STATED TASK: Pull out every line in the rows below that contains the string "light".

RECORDS SHOWN:
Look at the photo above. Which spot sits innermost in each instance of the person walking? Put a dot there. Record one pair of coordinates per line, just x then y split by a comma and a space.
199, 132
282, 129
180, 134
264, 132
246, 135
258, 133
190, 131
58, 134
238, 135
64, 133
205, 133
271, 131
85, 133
==
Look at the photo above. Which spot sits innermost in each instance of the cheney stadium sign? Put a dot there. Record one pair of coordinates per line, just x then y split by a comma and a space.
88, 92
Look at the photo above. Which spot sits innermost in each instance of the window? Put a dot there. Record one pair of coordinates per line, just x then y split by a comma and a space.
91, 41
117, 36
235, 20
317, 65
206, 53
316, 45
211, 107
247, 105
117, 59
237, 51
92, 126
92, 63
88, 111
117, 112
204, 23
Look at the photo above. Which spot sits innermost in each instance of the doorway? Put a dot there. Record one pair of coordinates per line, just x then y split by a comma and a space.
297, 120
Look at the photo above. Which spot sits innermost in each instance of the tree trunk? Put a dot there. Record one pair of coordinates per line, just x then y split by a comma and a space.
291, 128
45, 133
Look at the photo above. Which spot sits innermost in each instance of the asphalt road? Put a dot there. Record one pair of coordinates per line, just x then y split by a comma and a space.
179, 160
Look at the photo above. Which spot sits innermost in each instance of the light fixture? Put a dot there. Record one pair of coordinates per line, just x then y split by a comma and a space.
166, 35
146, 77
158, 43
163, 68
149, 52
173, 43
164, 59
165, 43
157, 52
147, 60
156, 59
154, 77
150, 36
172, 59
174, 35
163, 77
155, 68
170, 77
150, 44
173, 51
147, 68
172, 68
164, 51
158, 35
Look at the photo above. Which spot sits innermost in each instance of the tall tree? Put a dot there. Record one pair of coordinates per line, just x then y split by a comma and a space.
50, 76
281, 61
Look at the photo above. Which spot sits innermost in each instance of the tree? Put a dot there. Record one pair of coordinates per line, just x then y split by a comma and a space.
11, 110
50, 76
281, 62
--
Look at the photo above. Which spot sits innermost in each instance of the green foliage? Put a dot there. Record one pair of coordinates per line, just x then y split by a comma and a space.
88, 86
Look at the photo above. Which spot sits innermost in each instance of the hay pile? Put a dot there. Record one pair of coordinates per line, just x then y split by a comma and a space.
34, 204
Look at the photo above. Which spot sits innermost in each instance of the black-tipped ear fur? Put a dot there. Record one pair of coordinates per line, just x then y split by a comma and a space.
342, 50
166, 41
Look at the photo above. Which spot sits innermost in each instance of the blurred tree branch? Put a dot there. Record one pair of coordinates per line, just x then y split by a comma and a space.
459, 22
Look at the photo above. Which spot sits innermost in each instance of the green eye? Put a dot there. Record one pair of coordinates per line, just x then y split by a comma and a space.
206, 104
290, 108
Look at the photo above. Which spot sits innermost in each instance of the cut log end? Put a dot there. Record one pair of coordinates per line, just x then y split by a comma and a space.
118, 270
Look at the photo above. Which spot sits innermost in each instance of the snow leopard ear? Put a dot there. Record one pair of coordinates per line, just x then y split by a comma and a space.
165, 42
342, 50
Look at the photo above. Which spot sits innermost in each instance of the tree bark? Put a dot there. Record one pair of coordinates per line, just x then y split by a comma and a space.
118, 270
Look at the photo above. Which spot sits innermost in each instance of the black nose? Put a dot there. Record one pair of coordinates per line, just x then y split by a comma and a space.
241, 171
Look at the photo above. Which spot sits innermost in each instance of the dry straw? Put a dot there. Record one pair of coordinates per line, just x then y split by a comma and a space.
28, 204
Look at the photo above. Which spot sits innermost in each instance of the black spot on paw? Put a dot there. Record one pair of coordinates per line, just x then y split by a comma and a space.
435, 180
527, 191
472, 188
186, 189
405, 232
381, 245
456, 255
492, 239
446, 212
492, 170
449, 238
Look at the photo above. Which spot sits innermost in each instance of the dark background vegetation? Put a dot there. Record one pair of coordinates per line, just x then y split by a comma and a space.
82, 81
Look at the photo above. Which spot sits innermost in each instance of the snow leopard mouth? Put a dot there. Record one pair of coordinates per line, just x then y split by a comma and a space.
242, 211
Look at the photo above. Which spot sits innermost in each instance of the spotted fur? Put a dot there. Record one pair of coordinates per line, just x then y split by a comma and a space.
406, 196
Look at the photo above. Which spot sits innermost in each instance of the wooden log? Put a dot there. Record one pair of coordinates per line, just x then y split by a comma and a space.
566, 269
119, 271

REPLY TO THE TASK:
Look at the photo above. Which spot sits innermost in each instance of the light fixture? Put a dot there. Record one pair of coordinates per line, just x then y split by a comma and a space.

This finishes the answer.